### PROMPT A
In the records below, turn everything from the line containing "of the shrub" down to the line containing "column 305, row 258" into a Markdown table with the columns Number and Line, one row per non-blank line.

RAG isn't a search problem — it's a chunking problem
Most teams spend weeks tuning retrieval. The real problem is upstream.
There is a pattern in RAG debugging that most teams recognise only after going through it themselves. Retrieval looks fine in demos. You can pull the right context with a well-formed query. In production, with real users asking real questions in real phrasing, the pipeline returns fragments that are adjacent to the answer, or splits the relevant passage across two chunks that never get retrieved together.
The standard response: try a better embedding model. Swap to a newer one. Tune top_k. Add a reranker. Adjust the similarity threshold.
These are all retrieval changes. The RAG chunking problem sits one layer upstream, and retrieval tuning does not touch it.
Why retrieval gets the blame
Retrieval is visible. You can inspect the top-k chunks returned for any query. You can compute cosine similarity scores. You can see reranker outputs. When a query fails, you debug retrieval because you can observe it.
Chunking happens at ingestion time. The artifacts it creates are not obvious at query time. The chunk that fails you looks like any other chunk in your index. You do not know what you did not retrieve, or that a better cut of the same document would have retrieved it.
This visibility asymmetry is why teams spend weeks on retrieval and never open the ingestion pipeline. They optimise the layer they can see and leave broken the layer they cannot.

### PROMPT B
Can you continue the article on RAG chunking from the point where it stops?

### SUPPLIED INFORMATION

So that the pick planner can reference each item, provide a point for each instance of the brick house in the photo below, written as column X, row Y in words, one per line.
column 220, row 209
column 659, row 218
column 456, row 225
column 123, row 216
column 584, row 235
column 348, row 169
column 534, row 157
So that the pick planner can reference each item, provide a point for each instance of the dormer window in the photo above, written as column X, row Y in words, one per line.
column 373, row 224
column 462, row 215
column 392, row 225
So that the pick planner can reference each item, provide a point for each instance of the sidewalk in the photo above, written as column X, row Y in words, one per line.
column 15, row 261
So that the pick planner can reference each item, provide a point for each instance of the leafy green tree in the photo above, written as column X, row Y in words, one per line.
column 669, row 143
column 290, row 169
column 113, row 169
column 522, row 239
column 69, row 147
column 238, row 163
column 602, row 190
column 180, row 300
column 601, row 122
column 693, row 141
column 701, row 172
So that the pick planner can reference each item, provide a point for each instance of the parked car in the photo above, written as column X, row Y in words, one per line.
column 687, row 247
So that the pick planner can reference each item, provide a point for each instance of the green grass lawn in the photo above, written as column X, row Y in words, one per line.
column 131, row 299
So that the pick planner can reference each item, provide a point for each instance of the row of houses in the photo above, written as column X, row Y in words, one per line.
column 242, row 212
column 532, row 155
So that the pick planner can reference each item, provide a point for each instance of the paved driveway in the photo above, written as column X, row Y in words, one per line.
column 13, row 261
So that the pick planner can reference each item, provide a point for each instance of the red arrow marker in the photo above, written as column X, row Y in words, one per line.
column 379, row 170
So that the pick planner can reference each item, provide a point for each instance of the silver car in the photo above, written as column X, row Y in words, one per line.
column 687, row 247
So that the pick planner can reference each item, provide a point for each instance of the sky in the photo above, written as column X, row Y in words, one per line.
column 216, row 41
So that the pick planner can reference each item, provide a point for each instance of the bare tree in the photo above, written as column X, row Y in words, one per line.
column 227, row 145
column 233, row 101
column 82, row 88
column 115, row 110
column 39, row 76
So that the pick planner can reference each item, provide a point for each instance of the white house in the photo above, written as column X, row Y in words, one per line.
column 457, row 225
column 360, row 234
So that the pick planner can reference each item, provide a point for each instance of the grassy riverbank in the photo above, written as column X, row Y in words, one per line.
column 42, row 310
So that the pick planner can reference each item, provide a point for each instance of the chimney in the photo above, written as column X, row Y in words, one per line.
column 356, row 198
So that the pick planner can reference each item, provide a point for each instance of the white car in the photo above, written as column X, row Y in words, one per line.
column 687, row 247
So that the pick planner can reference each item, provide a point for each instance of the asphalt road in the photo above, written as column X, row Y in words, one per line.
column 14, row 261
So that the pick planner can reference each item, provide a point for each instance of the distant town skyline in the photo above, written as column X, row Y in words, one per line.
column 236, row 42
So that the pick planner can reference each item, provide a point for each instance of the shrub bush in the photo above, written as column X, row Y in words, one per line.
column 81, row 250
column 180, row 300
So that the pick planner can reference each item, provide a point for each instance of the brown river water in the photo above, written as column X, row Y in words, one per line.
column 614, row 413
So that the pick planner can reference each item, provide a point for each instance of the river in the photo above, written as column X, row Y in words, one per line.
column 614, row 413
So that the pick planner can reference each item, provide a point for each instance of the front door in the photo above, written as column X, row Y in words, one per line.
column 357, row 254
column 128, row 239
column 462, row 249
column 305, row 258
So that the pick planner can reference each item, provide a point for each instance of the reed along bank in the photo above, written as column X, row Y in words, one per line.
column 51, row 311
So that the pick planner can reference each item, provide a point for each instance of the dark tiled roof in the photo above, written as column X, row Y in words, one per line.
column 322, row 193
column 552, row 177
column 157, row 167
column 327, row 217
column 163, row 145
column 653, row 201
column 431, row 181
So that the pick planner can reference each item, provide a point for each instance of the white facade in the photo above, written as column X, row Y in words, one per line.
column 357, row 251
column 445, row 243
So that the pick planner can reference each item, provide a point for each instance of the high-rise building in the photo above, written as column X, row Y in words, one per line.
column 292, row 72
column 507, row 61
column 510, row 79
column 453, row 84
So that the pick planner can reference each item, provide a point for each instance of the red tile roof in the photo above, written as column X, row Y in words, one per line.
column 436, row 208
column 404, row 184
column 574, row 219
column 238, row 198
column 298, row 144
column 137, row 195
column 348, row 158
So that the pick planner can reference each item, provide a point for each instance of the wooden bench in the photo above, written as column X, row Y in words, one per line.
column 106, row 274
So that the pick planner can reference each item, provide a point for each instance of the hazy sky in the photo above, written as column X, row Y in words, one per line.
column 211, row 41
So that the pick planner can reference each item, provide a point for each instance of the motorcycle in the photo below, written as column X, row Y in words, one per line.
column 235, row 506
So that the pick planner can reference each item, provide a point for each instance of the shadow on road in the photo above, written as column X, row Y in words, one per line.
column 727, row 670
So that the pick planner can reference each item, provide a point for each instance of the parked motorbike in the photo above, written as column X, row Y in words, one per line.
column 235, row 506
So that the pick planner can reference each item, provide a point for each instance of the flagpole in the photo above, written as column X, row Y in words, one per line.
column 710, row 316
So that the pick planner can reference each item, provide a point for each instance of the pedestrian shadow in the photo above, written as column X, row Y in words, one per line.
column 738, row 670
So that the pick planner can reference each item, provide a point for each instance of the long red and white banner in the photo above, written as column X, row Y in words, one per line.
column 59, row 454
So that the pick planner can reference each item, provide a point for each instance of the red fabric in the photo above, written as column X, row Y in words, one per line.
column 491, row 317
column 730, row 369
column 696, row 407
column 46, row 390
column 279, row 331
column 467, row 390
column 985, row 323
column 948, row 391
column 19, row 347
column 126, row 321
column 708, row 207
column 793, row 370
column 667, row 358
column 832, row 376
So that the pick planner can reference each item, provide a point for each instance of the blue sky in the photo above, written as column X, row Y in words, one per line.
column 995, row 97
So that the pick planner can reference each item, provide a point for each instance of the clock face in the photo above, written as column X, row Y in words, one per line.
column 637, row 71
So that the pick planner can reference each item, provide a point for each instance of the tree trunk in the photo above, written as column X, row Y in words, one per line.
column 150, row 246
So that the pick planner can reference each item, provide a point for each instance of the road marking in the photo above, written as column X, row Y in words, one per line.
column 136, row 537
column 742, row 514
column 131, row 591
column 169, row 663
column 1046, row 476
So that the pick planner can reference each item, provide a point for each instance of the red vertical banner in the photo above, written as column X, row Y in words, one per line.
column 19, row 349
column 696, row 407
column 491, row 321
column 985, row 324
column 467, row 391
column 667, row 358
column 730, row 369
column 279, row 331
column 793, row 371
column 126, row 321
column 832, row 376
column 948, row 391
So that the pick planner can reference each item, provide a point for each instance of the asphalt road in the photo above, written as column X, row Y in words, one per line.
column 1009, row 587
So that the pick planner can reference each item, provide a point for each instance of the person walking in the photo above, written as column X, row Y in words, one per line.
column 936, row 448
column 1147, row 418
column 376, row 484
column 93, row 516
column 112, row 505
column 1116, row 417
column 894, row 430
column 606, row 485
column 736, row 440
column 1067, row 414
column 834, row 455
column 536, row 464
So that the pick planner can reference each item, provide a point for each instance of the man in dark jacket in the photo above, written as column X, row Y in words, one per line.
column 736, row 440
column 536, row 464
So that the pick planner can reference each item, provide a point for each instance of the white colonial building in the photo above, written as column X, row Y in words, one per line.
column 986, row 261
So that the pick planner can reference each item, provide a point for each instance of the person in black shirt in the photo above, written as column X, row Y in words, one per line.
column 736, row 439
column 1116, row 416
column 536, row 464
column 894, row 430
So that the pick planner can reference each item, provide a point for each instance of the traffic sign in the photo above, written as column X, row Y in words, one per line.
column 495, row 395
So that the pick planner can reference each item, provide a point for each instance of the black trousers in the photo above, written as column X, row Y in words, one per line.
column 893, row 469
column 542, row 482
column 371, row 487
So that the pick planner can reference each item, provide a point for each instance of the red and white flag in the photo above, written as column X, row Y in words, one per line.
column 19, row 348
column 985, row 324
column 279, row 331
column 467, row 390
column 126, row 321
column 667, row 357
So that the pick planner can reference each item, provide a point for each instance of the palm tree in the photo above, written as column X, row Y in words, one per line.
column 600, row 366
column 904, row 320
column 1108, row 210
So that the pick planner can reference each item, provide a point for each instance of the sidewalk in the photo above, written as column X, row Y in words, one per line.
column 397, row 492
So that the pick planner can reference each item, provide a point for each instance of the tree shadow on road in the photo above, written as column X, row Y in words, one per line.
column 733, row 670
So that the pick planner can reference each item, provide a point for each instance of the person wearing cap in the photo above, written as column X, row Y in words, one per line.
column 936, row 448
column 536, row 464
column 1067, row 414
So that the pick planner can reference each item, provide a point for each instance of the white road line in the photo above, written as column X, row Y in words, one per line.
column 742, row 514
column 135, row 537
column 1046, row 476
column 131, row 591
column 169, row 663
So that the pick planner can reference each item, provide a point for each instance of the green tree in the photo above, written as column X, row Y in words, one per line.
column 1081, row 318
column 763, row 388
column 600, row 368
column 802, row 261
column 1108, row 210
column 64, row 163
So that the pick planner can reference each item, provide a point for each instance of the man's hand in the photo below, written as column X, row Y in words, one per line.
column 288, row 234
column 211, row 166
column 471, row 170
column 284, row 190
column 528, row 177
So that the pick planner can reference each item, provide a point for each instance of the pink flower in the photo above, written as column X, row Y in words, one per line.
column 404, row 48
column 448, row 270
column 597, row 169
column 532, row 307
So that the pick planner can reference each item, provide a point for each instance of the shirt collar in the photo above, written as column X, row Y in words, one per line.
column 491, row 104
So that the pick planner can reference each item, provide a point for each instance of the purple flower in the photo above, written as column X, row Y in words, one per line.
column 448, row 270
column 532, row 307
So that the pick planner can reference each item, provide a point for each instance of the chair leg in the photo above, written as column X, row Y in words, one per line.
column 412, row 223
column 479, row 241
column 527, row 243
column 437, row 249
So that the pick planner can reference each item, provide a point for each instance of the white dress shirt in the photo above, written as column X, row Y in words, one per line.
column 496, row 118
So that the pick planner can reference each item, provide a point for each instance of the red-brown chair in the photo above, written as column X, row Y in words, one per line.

### FINAL ANSWER A
| Number | Line |
|---|---|
| 1 | So that the pick planner can reference each item, provide a point for each instance of the shrub bush in the photo above, written as column X, row Y in words, one per line. |
| 2 | column 81, row 250 |
| 3 | column 180, row 300 |
| 4 | So that the pick planner can reference each item, provide a point for each instance of the brown river water in the photo above, written as column X, row Y in words, one per line. |
| 5 | column 614, row 413 |
| 6 | So that the pick planner can reference each item, provide a point for each instance of the river in the photo above, written as column X, row Y in words, one per line. |
| 7 | column 614, row 413 |
| 8 | So that the pick planner can reference each item, provide a point for each instance of the front door in the photo above, written as column X, row Y in words, one per line. |
| 9 | column 357, row 254 |
| 10 | column 128, row 239 |
| 11 | column 462, row 249 |
| 12 | column 305, row 258 |

### FINAL ANSWER B
What a chunk is — and what retrieval does with it
A chunk is the unit of information retrieval. Your embedding model turns each chunk into a vector. At query time, your query becomes a vector, and the search returns the k chunks whose vectors are nearest.
Two things follow from this. A chunk that mixes multiple topics produces an averaged embedding that is less similar to any single-topic query: you lose precision. A chunk that cuts off a thought mid-sentence, or splits a table across two units, loses the structural context that makes the information interpretable.
The embedding model does not see 'this chunk contains partial information.' It embeds what is there. If what is there is structurally incomplete, no embedding model quality will recover the missing context. The vectors will be wrong not because the model is bad, but because the input is.
Four ways the RAG chunking problem shows up without telling you
Boundary splits. Fixed-size chunking on character or token count does not know where a sentence ends or a paragraph begins. A chunk that ends with 'The threshold for this approach is' and the next chunk beginning with '15 milliseconds, matching our SLA' will retrieve poorly for 'what is the latency threshold.' Neither chunk contains a complete answer. Both score reasonably on similarity because they are on-topic, but neither is useful on its own.
Context loss. Many documents carry context at the top that governs everything below: a section heading, a contract party's name, an effective date. Fixed-size chunking often separates this header from the content it applies to. The third paragraph of a legal clause, chunked in isolation, means something different from the same paragraph read under its heading.
Table destruction. Tables in PDFs or Word documents, processed with naive text extraction, often produce a flat sequence of cell values with no structural relationship. A chunk containing '2021 | Q3 | 4.2M | 18%' is nearly unretrievable. No natural-language query will match raw numbers without the column headers that give them meaning. The data is there; the structure that makes it findable is not.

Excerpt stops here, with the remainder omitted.